%%

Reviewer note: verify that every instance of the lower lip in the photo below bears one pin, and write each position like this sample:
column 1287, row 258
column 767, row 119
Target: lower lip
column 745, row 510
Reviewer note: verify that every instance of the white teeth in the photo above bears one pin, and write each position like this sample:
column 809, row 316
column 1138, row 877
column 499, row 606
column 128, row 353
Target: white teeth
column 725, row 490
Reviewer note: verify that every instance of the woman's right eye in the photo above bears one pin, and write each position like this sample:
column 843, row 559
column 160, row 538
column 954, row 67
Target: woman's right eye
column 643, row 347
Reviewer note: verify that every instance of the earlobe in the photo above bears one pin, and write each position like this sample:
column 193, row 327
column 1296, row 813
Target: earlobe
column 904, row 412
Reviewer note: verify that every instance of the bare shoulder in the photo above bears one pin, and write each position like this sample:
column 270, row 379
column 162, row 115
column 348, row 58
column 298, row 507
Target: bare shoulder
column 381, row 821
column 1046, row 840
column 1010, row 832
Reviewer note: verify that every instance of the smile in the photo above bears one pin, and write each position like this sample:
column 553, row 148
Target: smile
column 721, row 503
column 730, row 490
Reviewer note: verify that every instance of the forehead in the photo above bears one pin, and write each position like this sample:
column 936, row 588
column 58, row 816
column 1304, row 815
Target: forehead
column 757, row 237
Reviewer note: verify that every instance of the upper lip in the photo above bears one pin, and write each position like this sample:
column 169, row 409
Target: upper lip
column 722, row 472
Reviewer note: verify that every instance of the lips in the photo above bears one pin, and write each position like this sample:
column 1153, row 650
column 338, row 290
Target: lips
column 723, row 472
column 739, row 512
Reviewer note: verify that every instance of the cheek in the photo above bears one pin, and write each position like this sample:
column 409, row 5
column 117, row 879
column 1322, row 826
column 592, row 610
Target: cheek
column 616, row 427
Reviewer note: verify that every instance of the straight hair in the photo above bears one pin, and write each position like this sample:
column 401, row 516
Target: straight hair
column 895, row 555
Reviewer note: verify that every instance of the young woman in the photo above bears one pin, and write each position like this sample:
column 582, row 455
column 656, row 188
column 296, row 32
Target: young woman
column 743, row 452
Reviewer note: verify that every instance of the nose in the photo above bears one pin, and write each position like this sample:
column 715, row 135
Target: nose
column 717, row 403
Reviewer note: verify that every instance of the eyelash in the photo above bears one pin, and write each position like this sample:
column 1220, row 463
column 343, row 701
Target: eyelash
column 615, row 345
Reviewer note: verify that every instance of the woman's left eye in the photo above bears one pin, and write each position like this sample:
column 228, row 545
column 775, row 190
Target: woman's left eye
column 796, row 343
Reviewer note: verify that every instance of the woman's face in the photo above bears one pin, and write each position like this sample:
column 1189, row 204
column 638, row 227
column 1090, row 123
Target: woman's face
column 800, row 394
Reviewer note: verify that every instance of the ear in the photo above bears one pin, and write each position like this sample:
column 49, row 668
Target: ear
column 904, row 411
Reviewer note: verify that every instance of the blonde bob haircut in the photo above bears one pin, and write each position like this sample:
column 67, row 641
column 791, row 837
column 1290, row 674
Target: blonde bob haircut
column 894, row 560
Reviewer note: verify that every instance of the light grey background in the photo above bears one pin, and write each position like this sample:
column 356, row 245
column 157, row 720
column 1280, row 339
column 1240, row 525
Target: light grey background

%%

#### [PROMPT]
Copy every item again, switching "Reviewer note" to "Labeler note" wherever it occurs and leaving the rest untouched.

#### [RESULT OF THE EXERCISE]
Labeler note: verify that every instance of the lower lip in the photo below bears one pin, and write each position like this sample:
column 1287, row 258
column 767, row 119
Target: lower lip
column 745, row 510
Labeler note: verify that every instance of the white teeth in the photo above bears one pin, and write each position like this sample:
column 809, row 316
column 1138, row 877
column 499, row 606
column 128, row 353
Target: white teeth
column 725, row 490
Labeler note: verify that every instance of the woman's right eye in the photo above bears one pin, and write each position like this sample:
column 843, row 559
column 160, row 538
column 954, row 67
Target: woman's right eye
column 643, row 347
Labeler note: verify that every instance of the earlobe in the photo above bears one pin, and write each position like this sample:
column 193, row 327
column 1296, row 813
Target: earlobe
column 904, row 412
Labeler note: verify that every instance of the bare shoulder in the photo above bears one pin, and write each position like this sample:
column 270, row 379
column 162, row 115
column 348, row 58
column 298, row 507
Target: bare shoulder
column 381, row 821
column 1046, row 840
column 1010, row 832
Labeler note: verify that every instance of the smile in the photo above bears one pin, and write each position like this sample:
column 553, row 148
Target: smile
column 721, row 503
column 730, row 490
Labeler note: verify that every instance of the forehead in the photo above bears one pin, and write each position like this sample:
column 936, row 588
column 58, row 816
column 1304, row 815
Target: forehead
column 757, row 237
Labeler note: verify that every instance of the upper lip in the photo above bears one pin, and write each position like this sample:
column 169, row 409
Target: upper lip
column 722, row 472
Labeler note: verify that every instance of the lips in the photo above bears one pin, and write each position like this sample:
column 1153, row 650
column 338, row 290
Target: lips
column 723, row 472
column 739, row 512
Labeler note: verify that every instance of the cheek in the photo above bears one pin, and write each position like this sample:
column 409, row 5
column 117, row 879
column 1322, row 826
column 592, row 610
Target: cheek
column 616, row 427
Labeler note: verify that every instance of the straight hair in the photo above bears one pin, and write each position like this sample:
column 401, row 516
Target: straight hair
column 895, row 555
Labeler note: verify that every instance of the young woman in the photo above bears one pin, and write each position like this sample:
column 582, row 455
column 656, row 188
column 296, row 32
Target: young woman
column 743, row 452
Labeler note: verify that every instance of the nose in the photo above bears one pin, and write each position like this sample:
column 715, row 135
Target: nose
column 717, row 403
Labeler note: verify that every instance of the eyelash in the photo above bears one pin, and write each position like this sample:
column 1220, row 463
column 343, row 701
Target: eyelash
column 615, row 345
Labeler note: verify that every instance of the woman's left eye in the photo above bears one pin, and write each position like this sample:
column 228, row 545
column 775, row 190
Target: woman's left eye
column 796, row 343
Labeler note: verify that every instance of the woman's face in the photo above bears one pin, and write each position like this sample:
column 1189, row 204
column 638, row 227
column 1090, row 123
Target: woman's face
column 800, row 394
Labeler note: verify that every instance of the ear in the photo above bears one pin, and write each position like this sample:
column 49, row 668
Target: ear
column 904, row 411
Labeler note: verify that every instance of the blonde bob haircut in the photo above bears one pin, and write each position like this sample:
column 67, row 641
column 791, row 837
column 1290, row 674
Target: blonde bob haircut
column 894, row 560
Labeler note: verify that every instance of the light grey background in the photo above bears one pin, and write each position like this sample:
column 356, row 245
column 157, row 720
column 1280, row 339
column 1240, row 525
Target: light grey background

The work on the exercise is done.